> **WORK INSTRUCTIONS**: Take the line that contains "the distant mountain" and all lines after it, up to and including the last line of the data, and write them out exactly; nothing else belongs in the answer.

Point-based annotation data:
------------------------------

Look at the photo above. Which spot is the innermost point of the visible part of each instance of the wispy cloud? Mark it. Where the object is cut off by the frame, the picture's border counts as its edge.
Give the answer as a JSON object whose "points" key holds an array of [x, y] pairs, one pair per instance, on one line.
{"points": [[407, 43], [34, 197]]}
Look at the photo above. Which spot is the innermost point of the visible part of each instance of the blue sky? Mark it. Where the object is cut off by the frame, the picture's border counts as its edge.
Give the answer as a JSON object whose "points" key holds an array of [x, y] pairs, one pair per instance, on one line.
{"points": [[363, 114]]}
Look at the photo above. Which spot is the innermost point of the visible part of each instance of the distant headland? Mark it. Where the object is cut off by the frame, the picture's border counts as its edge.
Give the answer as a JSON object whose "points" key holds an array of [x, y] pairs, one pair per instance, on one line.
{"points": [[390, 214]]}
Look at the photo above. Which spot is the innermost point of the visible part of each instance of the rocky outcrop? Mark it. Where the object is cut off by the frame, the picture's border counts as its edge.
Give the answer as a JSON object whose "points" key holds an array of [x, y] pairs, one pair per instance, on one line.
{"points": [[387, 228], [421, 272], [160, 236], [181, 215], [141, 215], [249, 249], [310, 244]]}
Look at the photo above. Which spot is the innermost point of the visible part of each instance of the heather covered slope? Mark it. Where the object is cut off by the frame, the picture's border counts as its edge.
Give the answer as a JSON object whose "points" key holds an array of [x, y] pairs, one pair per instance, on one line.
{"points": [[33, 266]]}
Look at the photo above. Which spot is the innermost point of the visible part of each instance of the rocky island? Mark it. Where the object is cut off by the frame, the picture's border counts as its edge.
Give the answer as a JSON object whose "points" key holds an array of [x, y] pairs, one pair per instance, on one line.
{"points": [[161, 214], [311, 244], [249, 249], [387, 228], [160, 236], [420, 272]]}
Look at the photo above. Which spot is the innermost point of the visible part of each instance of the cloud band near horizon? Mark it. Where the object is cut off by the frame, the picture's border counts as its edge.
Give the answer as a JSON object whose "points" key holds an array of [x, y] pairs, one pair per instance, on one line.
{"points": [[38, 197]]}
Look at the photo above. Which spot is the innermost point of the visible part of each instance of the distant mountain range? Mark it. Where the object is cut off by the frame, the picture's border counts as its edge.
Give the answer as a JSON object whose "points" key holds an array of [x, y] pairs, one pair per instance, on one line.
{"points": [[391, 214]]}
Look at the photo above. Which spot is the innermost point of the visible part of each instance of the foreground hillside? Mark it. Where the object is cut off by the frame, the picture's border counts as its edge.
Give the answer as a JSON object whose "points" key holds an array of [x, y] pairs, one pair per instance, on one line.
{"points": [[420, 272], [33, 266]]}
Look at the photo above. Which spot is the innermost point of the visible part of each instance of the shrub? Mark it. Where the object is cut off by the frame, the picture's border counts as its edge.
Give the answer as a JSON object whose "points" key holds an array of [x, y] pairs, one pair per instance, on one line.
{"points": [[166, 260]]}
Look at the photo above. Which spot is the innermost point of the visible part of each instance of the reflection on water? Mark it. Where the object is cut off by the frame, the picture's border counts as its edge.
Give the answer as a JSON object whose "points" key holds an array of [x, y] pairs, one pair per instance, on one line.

------------------------------

> **ANSWER FOR THIS EXERCISE**:
Look at the photo above. Which spot is the innermost point of the visible part of each instance of the distant mountain range? Mark it. Where the object is cut off by the frame, the picture's border counts as its edge.
Give the answer as a JSON object whose "points" key holds an array of [x, y] pairs, one pair per instance, on one line.
{"points": [[391, 214]]}
Look at the photo above. Which spot is the innermost point of the visible part of each instance of the foreground hillside? Mark it. Where the object is cut off by the frame, the picture's border counts as its edge.
Give the answer as a JSON object whose "points" key holds an array of [x, y] pairs, one pair per instance, on one line.
{"points": [[420, 272], [33, 266]]}
Look at the photo above. Which spot is the innermost point of the visible part of each instance of the shrub? Mark it. Where the object is cut off by the frame, the picture's border counts as its edge.
Give the answer as a JSON object whose "points" key holds an array of [x, y] pairs, one pair per instance, on one line.
{"points": [[166, 260]]}
Look at the photo above. Which spot is the innermost point of the visible part of each instance of the reflection on water? Mark it. Where the object is cut off by the frame, the picture's border counts as its edge.
Give the answer as a JSON object whose "points" key holds an array of [x, y] pairs, one pair per instance, on one line.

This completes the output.